◆ **Aim**
Change every "pin" to "marker" in the listing, starting at the line that contains "Place a pin on every instance of the moth leg" and continuing to its end. Give back only those lines, with nothing else altered.

◆ **Provided data**
--- --- ---

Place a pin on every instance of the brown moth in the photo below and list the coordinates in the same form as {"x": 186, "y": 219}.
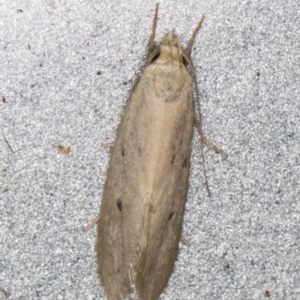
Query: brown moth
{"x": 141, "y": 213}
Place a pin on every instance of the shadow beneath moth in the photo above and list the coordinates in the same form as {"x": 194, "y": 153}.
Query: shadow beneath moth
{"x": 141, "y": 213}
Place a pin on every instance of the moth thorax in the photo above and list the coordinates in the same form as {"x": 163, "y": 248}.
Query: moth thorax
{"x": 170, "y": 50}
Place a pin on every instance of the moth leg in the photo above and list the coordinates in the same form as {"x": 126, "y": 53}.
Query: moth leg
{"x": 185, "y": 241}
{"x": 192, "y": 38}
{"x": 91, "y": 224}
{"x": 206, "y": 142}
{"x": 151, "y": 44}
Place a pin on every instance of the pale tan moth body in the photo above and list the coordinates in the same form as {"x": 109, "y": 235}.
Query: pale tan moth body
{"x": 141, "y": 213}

--- --- ---

◆ **Problem solution**
Place a marker on every instance of the moth leg in the photo above and list the coordinates in the same form as {"x": 126, "y": 53}.
Query: moth leg
{"x": 185, "y": 241}
{"x": 192, "y": 38}
{"x": 91, "y": 224}
{"x": 206, "y": 142}
{"x": 151, "y": 44}
Place a marker on every instance of the pale tan moth body in the photo above and list the coordinates in the same form as {"x": 109, "y": 235}.
Query: pale tan moth body
{"x": 141, "y": 213}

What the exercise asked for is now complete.